What is expected: Your answer must hold only the lines below from the line containing "Question. Indicate one point on each instance of the stage floor" through the line containing "the accordion bellows", each reproduced exactly.

Data for processing:

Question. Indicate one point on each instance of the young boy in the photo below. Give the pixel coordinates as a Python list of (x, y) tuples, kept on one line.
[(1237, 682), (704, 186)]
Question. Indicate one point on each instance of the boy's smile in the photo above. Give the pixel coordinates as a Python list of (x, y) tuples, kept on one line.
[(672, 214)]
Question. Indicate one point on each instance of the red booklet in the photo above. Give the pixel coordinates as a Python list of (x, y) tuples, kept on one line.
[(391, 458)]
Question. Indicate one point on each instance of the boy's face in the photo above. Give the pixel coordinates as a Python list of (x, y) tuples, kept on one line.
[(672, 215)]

* * *

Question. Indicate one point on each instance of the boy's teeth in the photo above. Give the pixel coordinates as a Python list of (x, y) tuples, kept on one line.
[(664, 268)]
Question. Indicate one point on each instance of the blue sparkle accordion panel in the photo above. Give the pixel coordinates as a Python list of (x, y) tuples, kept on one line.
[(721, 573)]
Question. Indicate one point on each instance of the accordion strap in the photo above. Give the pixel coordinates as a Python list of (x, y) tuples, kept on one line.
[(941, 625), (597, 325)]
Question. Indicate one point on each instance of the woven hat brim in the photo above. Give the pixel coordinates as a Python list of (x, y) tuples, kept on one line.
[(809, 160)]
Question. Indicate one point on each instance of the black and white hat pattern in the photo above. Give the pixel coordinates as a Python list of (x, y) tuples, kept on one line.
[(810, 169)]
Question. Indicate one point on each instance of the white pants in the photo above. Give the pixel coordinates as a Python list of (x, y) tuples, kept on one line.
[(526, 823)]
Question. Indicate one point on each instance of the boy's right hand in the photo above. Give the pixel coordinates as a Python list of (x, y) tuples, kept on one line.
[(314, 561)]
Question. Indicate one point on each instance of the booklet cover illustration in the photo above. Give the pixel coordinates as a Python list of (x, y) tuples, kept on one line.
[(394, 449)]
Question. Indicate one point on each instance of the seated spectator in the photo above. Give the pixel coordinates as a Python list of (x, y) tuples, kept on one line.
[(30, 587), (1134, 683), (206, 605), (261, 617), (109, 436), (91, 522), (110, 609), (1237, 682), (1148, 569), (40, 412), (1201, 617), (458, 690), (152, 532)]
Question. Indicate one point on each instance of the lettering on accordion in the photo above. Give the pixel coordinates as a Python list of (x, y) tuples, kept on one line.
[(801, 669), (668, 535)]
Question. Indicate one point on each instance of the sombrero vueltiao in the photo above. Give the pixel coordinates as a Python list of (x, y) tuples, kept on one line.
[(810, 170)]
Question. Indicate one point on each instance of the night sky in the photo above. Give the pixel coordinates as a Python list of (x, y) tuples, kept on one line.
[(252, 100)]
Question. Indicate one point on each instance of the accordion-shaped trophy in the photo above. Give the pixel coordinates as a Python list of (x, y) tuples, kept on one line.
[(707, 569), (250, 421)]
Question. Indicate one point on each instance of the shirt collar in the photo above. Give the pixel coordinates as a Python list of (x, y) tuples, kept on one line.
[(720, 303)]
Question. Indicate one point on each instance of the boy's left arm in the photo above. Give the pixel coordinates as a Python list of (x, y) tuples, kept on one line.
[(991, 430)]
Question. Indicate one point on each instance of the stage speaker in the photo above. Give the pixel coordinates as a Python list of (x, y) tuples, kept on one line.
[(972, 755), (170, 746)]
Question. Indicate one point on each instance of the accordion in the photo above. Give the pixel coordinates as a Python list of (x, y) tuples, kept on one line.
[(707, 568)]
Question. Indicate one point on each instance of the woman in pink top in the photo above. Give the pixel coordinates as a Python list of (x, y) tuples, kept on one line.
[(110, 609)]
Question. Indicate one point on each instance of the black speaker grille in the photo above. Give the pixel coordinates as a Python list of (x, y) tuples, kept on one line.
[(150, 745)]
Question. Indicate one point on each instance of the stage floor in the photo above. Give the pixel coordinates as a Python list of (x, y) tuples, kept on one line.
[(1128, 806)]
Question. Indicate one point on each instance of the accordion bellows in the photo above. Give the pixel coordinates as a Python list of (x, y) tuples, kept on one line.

Result for this task:
Question. Indicate one point on each instance of the stage floor in the photo above. Give the pixel coordinates as a Python list of (x, y) tuples, kept on one line.
[(1128, 806)]
Question. Indicate one point on each instance of the accordion bellows in the photo above. Give the pixel coordinates as a Python list of (x, y) tuples, kept on one line.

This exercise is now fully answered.